*The task:* The answer must be an exact copy of the lines from the one holding "Label a point on each instance of the dense" through the final line of the entries, and nothing else.

++++++++++

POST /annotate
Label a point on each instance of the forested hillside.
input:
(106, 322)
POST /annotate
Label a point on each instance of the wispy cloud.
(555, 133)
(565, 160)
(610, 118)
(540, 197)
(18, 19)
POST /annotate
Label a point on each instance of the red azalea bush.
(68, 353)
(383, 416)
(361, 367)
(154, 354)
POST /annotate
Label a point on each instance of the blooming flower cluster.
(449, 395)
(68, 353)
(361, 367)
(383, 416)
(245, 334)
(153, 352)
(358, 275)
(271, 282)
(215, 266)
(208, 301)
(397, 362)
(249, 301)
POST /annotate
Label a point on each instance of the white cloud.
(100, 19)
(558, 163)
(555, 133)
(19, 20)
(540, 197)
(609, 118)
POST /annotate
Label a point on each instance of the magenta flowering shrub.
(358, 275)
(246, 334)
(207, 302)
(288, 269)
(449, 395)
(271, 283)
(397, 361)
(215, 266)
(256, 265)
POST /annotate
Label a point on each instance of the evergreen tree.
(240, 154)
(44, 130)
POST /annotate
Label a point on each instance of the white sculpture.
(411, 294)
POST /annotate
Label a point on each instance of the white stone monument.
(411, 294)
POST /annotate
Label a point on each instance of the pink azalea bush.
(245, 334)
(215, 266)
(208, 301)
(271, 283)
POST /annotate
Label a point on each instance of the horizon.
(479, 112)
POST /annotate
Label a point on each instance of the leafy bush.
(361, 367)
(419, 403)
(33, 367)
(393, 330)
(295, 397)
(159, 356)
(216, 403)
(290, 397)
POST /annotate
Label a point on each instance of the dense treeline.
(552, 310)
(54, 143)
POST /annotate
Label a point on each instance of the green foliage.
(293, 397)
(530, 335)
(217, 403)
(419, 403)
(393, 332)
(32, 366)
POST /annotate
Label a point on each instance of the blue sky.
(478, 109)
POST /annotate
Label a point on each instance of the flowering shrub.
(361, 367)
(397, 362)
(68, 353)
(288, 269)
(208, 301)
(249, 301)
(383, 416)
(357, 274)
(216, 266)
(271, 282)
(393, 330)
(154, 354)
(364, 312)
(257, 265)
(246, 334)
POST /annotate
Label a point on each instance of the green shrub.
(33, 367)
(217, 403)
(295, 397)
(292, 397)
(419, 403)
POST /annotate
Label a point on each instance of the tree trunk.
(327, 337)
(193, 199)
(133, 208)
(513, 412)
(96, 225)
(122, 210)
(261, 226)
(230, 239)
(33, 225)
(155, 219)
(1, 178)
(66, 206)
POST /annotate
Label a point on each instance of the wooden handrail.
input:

++++++++++

*Final answer:*
Label a point on each instance of the dense treeline.
(552, 310)
(54, 143)
POST /annotate
Label a point on each instance of the green foliage.
(293, 397)
(530, 335)
(217, 403)
(419, 403)
(393, 332)
(32, 366)
POST /annotate
Label a point on each instance of the blue sky.
(478, 109)
POST /annotate
Label a point on each instance of the flowering shrub.
(361, 367)
(397, 362)
(68, 353)
(288, 269)
(208, 301)
(249, 301)
(383, 416)
(357, 274)
(216, 266)
(271, 282)
(393, 330)
(154, 354)
(364, 312)
(257, 265)
(246, 334)
POST /annotate
Label a point on each instance of the green shrub.
(33, 367)
(217, 403)
(295, 397)
(292, 397)
(419, 403)
POST /annotate
Label a point on each instance of the tree trunk.
(327, 337)
(193, 199)
(133, 208)
(513, 412)
(96, 225)
(122, 210)
(261, 226)
(230, 239)
(33, 225)
(155, 219)
(1, 178)
(66, 206)
POST /annotate
Label a point on each instance of the wooden handrail.
input:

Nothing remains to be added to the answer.